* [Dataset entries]
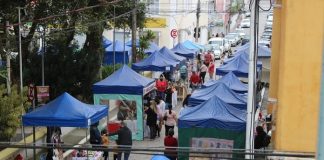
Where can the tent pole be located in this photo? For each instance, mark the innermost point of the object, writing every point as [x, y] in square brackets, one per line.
[23, 127]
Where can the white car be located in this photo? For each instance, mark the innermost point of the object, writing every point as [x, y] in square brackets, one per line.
[245, 23]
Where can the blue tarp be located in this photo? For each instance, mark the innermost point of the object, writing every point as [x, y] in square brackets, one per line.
[106, 42]
[129, 43]
[191, 45]
[239, 65]
[152, 48]
[155, 62]
[181, 50]
[65, 111]
[119, 53]
[221, 91]
[123, 81]
[213, 113]
[231, 81]
[262, 50]
[165, 51]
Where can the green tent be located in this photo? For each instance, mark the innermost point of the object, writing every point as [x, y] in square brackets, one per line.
[212, 124]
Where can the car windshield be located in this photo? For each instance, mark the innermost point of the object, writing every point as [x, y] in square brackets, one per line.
[219, 43]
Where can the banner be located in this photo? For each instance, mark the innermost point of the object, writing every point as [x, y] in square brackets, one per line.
[42, 94]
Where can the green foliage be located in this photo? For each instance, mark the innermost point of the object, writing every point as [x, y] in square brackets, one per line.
[10, 112]
[145, 42]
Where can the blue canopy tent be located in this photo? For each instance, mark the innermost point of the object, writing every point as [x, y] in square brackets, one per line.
[65, 111]
[181, 50]
[191, 45]
[129, 43]
[155, 62]
[126, 84]
[164, 50]
[221, 91]
[231, 81]
[106, 42]
[238, 65]
[152, 48]
[120, 56]
[212, 124]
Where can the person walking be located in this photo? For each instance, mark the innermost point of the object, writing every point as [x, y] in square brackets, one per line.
[124, 141]
[170, 144]
[161, 86]
[211, 70]
[161, 109]
[203, 70]
[170, 118]
[151, 120]
[168, 96]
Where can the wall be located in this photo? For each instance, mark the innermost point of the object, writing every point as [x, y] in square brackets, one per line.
[295, 73]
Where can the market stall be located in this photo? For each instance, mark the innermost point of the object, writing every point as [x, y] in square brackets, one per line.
[221, 91]
[128, 88]
[231, 81]
[65, 111]
[212, 124]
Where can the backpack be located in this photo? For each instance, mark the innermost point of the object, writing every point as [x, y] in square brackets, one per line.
[267, 140]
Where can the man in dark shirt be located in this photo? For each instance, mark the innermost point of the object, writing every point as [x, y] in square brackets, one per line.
[124, 140]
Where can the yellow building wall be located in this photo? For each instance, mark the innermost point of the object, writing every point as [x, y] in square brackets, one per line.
[295, 73]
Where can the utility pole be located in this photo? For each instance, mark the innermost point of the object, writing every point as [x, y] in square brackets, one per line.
[8, 57]
[134, 23]
[249, 139]
[197, 21]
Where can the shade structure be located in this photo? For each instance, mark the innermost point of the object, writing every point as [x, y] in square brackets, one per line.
[221, 91]
[181, 50]
[120, 56]
[239, 65]
[123, 81]
[192, 45]
[106, 42]
[167, 52]
[231, 81]
[155, 62]
[213, 113]
[152, 48]
[129, 43]
[262, 50]
[65, 111]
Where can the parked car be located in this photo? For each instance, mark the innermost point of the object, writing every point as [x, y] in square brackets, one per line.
[221, 42]
[231, 39]
[245, 23]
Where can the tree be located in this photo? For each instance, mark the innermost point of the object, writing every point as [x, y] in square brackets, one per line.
[10, 112]
[145, 40]
[68, 67]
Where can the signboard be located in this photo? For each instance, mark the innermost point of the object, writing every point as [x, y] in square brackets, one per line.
[42, 94]
[201, 144]
[31, 92]
[174, 33]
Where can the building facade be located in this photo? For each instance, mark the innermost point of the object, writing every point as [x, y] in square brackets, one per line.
[295, 76]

* [What you have to do] Could the data above be repeated exactly, with every picture dropped?

* [Solution for this problem]
Where can the tent pole be located in this photo? For each instance, mark the innermost point of the object, writing every point as [x, y] in square brackets, one per line.
[23, 127]
Where can the white car be located in this photo? For each instance, mark the innermost point of the object, writing every point as [x, y] in square brackets, one per line.
[245, 23]
Where can the blue tarp be located in this photo? For each instance, mark the innermost point of the object, writing every point as [x, y] in square brackets, one per line.
[106, 42]
[129, 43]
[191, 45]
[239, 65]
[152, 48]
[155, 62]
[181, 50]
[65, 111]
[119, 53]
[221, 91]
[123, 81]
[213, 113]
[231, 81]
[262, 50]
[165, 51]
Where can the green tent be located in this photo? For each instance, mark the innermost point of the object, writing every point as [x, y] in square brackets, one per line.
[212, 124]
Where can the car windshield be located in this photo? For each instance, mark the innermost point of the object, writing every point as [x, y] in square brackets, one per line.
[219, 43]
Where can the banner be located in this photo? For each instance, mark the innermost point of the object, writing every point as [x, y] in square brackets, one per line.
[42, 94]
Where can the green foliage be located in this photo? For each instance, mark the innermost point of the object, writing every point as [x, y] in square brackets, one per line.
[10, 112]
[145, 42]
Where can the blue canopy tent be located in this photo? For each instance, mark the innermost point of the object, writing every point as [x, y] in square brackets, one per line.
[65, 111]
[181, 50]
[191, 45]
[129, 43]
[155, 62]
[126, 84]
[164, 50]
[221, 91]
[231, 81]
[106, 42]
[238, 65]
[152, 48]
[120, 56]
[212, 124]
Where can the person walking be located in this photo? For each instance, mark the innermost point of the object, writing every point as [x, y] in square brackets, one per line.
[124, 141]
[170, 144]
[161, 86]
[211, 70]
[161, 109]
[203, 70]
[170, 118]
[151, 120]
[168, 96]
Where can the wall be located in this photo? For each instance, mark the innermost point of the object, writing every point as [x, y] in square brackets, one per line.
[295, 73]
Where can the market stall be located in this photo? For each instance, mark the innermost point of the object, writing every point as [x, y] in square brackets, one per line.
[221, 91]
[128, 88]
[231, 81]
[65, 111]
[212, 124]
Where can the backpack be located in this photo? For each instance, mark the innermost point of the object, writing every point as [x, y] in square brackets, one per line.
[267, 140]
Where can the man in dark shirt be located in this photo? For each instance, mark the innermost point of the object, writing every point as [x, y] in square brackets, one per line.
[124, 140]
Where can the yellow building wall be located in this photo? For each instance, mark the innermost point of the object, writing every point as [x, y] in square brackets, one per line.
[295, 73]
Where can the utility pole be located in this photo? For each instance, mark the innermost point of the object, writing every point as [x, y] in square brackets, one per line.
[8, 57]
[134, 23]
[249, 139]
[197, 21]
Where can the shade structure be located in this photo? For each instance, mark the innermost point of the object, writing every point as [x, y] in square brackets, one per line.
[221, 91]
[181, 50]
[120, 56]
[239, 65]
[123, 81]
[192, 45]
[106, 42]
[167, 52]
[231, 81]
[155, 62]
[213, 113]
[152, 48]
[129, 43]
[262, 50]
[65, 111]
Where can the parked car be located in this photo? For each instance, mark the innermost point of the object, writing every point as [x, y] in square brackets, one per line.
[221, 42]
[231, 39]
[245, 23]
Where can the tree be located in this photo? For each instance, mark the innermost point of the object, writing every point as [x, y] in square brackets, one per line.
[10, 112]
[145, 40]
[68, 67]
Where can the signboard be located in this photo? For each instance, mark the innermost point of the object, writing every point as [x, y] in square brackets, one per line.
[42, 94]
[201, 144]
[31, 92]
[174, 33]
Where can the building facade be located in this photo? For each instance, mark the innermost point of the object, writing every point as [x, y] in square brackets, one per line.
[295, 76]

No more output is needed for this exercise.